## Work to complete
- 1) Can you write out the stretch of the post on primitive speed from "I don't know" through "they were compiled."?
- 2) In the post on primitive speed, why might a jitted method outperform the compiled primitive version of the same method?

[Vm-dev] primitiveDigitCompare is slow (was: Re: [squeak-dev] The Inbox: Kernel-dtl.1015.mcz)

Fri Apr 15 00:09:08 UTC 2016

I don't know if the apparent slowdown in newer VMs is significant.
It might be that some inefficiences have crept in to the primitive
calling, but it may just be differences in the compilers or compiler
optimization settings that were used when they were compiled.

Overall, I would expect that primitive calling will be faster in
Cog, and primitive execution time should be reasonably similar in
any version of the VM. The differences between Cog and classic
interpreter suggest that the cost of calling a primitive (especially
a small primitive) can be relatively high.

I have a feeling that we are reaching a point in which the jit
optimization may exceed the performance of compiled primitives. It 
seems quite reasonable to me that a jitted method might outperform
the compiled primitive version of the same method, because the jit
version can completely avoid the overhead of setting up the call to the
compiled primitive.

If that is so, then we may have primitives that actually slow the
system down when running on Cog.

What if we find that some primitives are useful if and only if we are
running without the jit? In that case, we might want to call the
primitives when running on Cog, and not call them when running on
a plain StackInterpreter.

## Record set
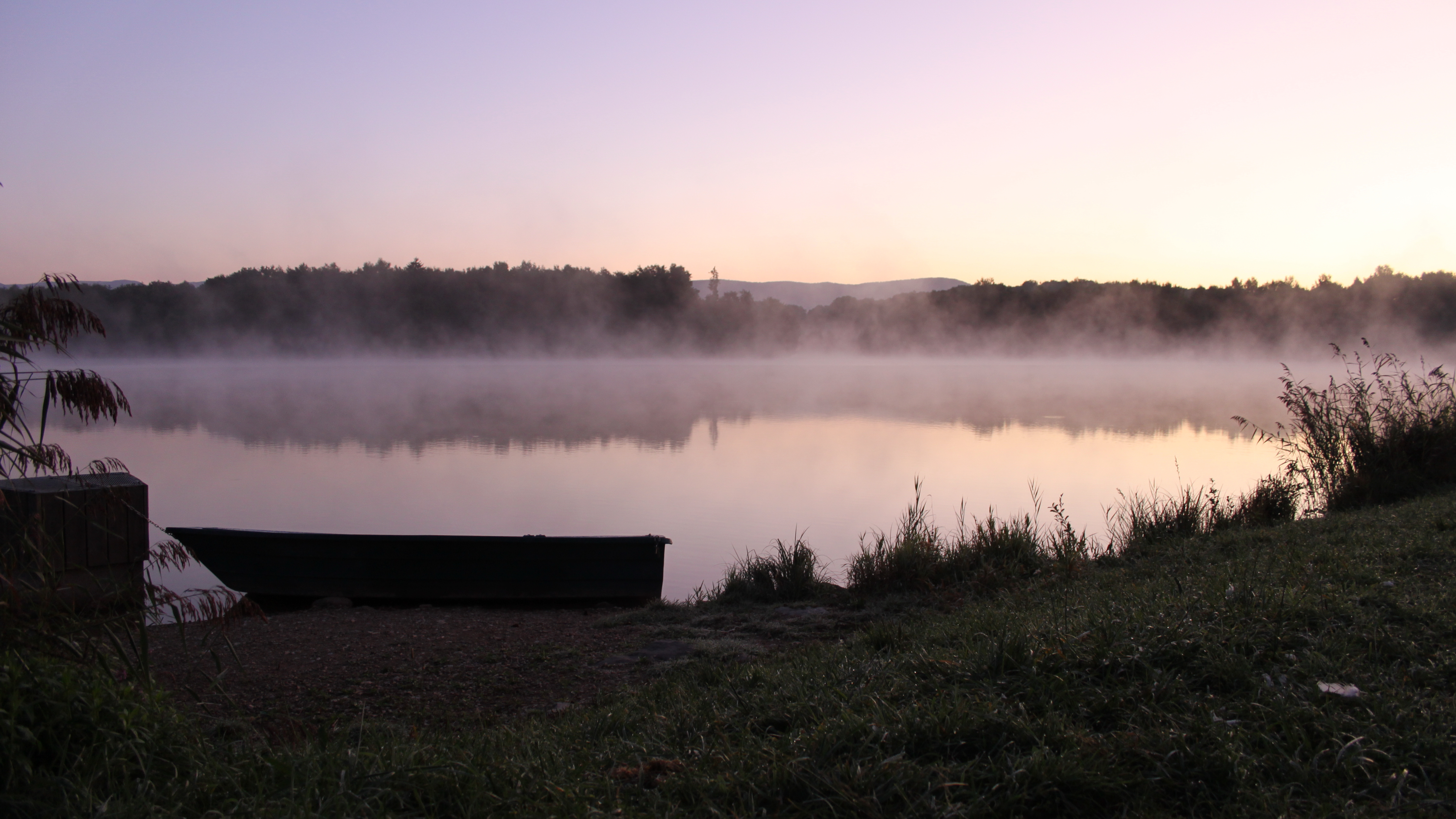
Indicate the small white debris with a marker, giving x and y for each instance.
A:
(1340, 690)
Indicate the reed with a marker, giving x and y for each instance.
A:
(1378, 436)
(1149, 687)
(785, 573)
(982, 554)
(1143, 519)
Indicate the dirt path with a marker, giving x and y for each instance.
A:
(421, 665)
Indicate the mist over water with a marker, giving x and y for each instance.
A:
(720, 455)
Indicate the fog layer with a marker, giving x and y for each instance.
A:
(653, 311)
(503, 404)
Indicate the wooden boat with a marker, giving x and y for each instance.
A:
(429, 567)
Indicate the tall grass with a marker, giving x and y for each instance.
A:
(983, 554)
(1143, 519)
(1378, 436)
(785, 573)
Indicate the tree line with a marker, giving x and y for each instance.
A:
(531, 309)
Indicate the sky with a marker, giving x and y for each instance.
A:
(814, 142)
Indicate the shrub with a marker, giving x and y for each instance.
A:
(1145, 519)
(1369, 439)
(985, 554)
(787, 573)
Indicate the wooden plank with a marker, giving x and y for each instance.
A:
(138, 529)
(116, 512)
(73, 535)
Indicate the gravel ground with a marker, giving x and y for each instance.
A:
(421, 665)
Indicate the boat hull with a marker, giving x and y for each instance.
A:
(429, 567)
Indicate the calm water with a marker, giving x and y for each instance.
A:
(721, 457)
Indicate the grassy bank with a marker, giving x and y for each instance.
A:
(1181, 681)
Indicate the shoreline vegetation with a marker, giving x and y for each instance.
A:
(1288, 652)
(657, 311)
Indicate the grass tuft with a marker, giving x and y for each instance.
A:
(1374, 438)
(1145, 519)
(787, 573)
(983, 554)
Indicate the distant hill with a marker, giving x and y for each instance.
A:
(111, 285)
(813, 295)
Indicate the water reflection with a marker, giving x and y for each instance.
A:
(721, 457)
(388, 404)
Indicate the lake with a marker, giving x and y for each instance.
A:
(723, 457)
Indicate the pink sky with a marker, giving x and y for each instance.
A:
(845, 142)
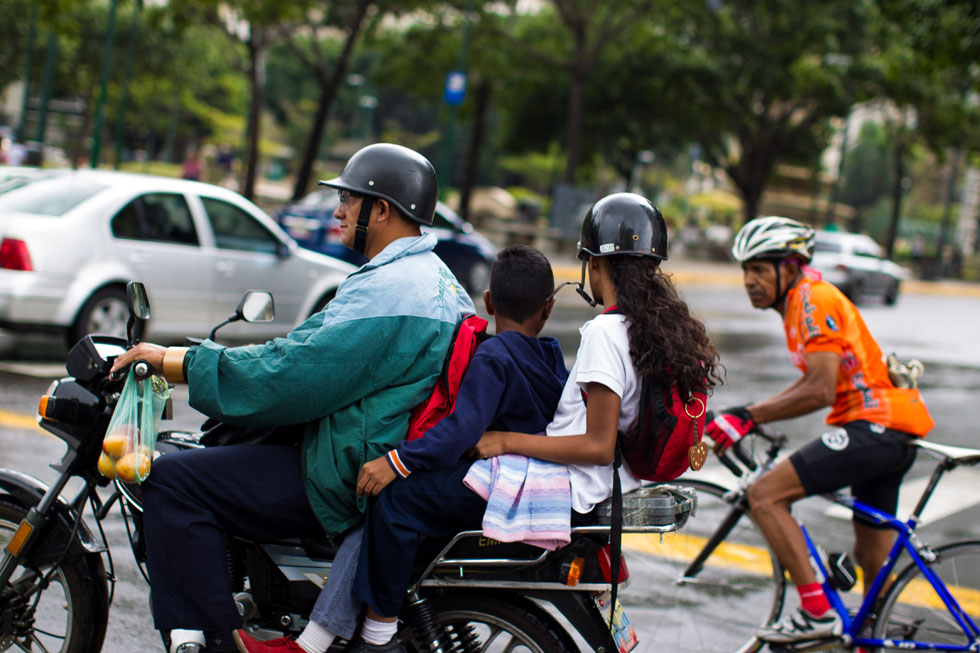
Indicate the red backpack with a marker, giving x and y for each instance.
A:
(666, 440)
(471, 331)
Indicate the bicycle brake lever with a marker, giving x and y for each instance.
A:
(746, 460)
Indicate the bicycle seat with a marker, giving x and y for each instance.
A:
(957, 455)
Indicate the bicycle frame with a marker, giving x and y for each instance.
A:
(919, 553)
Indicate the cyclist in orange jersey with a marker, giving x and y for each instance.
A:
(843, 368)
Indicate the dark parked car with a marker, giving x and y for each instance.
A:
(855, 264)
(468, 254)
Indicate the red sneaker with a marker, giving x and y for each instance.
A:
(248, 644)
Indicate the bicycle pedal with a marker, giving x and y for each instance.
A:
(827, 644)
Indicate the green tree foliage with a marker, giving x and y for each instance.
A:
(867, 172)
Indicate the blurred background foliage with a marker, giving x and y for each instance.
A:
(698, 103)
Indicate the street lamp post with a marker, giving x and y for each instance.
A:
(110, 43)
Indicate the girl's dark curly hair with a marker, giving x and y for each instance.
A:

## Response list
- 1)
I don't know if the apparent slowdown in newer VMs is significant.
It might be that some inefficiences have crept in to the primitive
calling, but it may just be differences in the compilers or compiler
optimization settings that were used when they were compiled.

- 2) The jit version can completely avoid the overhead of setting up the call to the compiled primitive.